> [EXTRACTED TEXT]:
-*-

The force measuring mechanism 40 includes a first driving device 41, a pressure sensor 42 and at least one detection probe 43. The pressure sensor 42 and the detection probe 43 are connected to the first driving device 41. The first driving device 41 drives the pressure sensor 42 and the detection probe 43 to slide relative to the base 10 along the height direction of the tester 100. The pressure sensor 42 is used to detect the elastic force of the probe type connector.

The resistor disk 200 is electrically connected to the tester 100, and is used to measure the impedance and current of the probe type connector between the detection probe 43 and the placement board 30. The power supply 300 is electrically connected to the tester 100. The host computer 400 is electrically connected to the tester 100, the resistor disk 200 and the power supply 300.

In the probe connector performance testing device 1000 of the embodiment of the present application, by controlling the detection probe 43 to move and press down the probe connector to be tested to measure the elastic force of the probe connector, the power supply 300 and the resistor disk 200 are connected to the probe connector to be tested, thereby enabling the measurement of the current and impedance of the probe connector. The present application completes the three test items of elastic force, current and resistance that were originally tested at at least two workstations at one workstation, thereby shortening the detection time of at least one probe connector and improving the detection rate.

It should be noted that in this application, for the convenience of writing, the height direction of the tester 100 is defined as the Z-axis direction, the width direction of the tester 100 is defined as the Y-axis direction, and the length direction of the tester 100 is defined as the X-axis direction.

Specifically, the detection principle of the probe connector performance detection device 1000 is to electrically connect the positive and negative electrodes of the power supply 300 to the resistor disk 200 through two wires respectively, and the resistor disk 200 is electrically connected to the detection probe 43 through one wire, and then electrically connected to the placement board 30 through another wire. The probe connector is placed on the placement board 30 through the accommodating groove 301, and the first driving device 41 drives the detection probe 43 to move along the Z-axis direction toward the placement board 30 until the detection probe 43 abuts against the side of the probe connector to be tested away from the placement board 30 to apply an elastic force to the probe connector, and the pressure sensor 42 connected to the detection probe 43 can detect the magnitude of the elastic force. At the same time, the power supply 300 is connected to the resistor disk 200, and the resistor disk 200 is electrically connected to the detection probe 43 and the placement plate 30. When the detection probe 43 moves along the Z-axis direction and contacts the probe connector to be tested, the power supply 300, the resistor disk 200 and the probe connector to be tested are turned on. The current and resistance of the probe connector to be tested can be detected through the detection circuit of the resistor box. The measured elastic force value, working current and resistance value of the probe connector can be output to the host computer 400 software module for display.

The user can judge whether the probe connector meets the design according to the obtained elastic force value, working current and resistance value of the probe connector, that is, to ensure whether the probe connector can be stable and reliable during operation. The above values can also be used to predict the life of the probe connector, and estimate how many times the probe connector can be used normally.

Please refer to FIG. 1 . In some embodiments, the number of the receiving slot 301 can be one, the number of the detection probe 43 can also be one, and the receiving slot 301 and the detection probe 43 are aligned along the Z-axis direction. In this way, when the number of probe-type connectors to be tested is small, each probe-type connector to be tested can be placed in the receiving slot 301 in turn to test the elastic force value, working current and resistance value, and the test items that were originally tested at at least two stations can be completed at one station, which shortens the detection time of a single probe-type connector and improves the detection rate.

-*-

[Dataset entries]
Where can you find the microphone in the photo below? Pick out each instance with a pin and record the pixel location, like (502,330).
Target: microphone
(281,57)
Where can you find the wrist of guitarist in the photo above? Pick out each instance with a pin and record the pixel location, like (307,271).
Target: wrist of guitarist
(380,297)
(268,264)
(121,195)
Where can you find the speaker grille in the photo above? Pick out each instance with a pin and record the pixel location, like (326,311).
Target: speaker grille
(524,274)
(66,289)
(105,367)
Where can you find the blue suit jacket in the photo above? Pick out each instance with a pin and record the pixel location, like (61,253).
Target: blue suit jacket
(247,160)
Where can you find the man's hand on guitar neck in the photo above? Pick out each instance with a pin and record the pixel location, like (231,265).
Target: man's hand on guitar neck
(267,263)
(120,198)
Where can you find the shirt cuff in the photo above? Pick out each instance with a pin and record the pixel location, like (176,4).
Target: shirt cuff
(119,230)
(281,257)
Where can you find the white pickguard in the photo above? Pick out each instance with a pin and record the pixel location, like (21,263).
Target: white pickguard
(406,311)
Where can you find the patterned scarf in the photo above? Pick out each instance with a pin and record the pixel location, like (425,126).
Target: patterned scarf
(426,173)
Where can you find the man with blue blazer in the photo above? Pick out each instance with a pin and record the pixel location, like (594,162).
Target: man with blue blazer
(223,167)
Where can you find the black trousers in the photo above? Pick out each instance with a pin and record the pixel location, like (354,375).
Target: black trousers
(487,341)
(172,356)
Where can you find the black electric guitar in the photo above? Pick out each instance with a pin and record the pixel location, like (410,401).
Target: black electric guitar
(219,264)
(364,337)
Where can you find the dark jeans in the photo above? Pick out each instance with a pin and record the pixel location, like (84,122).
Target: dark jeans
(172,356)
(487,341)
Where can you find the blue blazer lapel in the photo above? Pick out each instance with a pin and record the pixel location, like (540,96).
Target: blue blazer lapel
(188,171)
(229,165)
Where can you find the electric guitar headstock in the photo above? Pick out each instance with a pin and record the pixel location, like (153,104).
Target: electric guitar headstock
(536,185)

-*-

> [REQUIRED ACTIONS]:
1. In the probe connector tester description, which axis is the tester's height direction defined as?
2. According to the probe connector tester description, why does the device shorten the detection time of a probe connector?

> [ANSWERS TO THE TASKS]:
1. The Z-axis direction.

2. It completes the three test items of elastic force, current and resistance at one workstation. These tests were originally done at at least two workstations.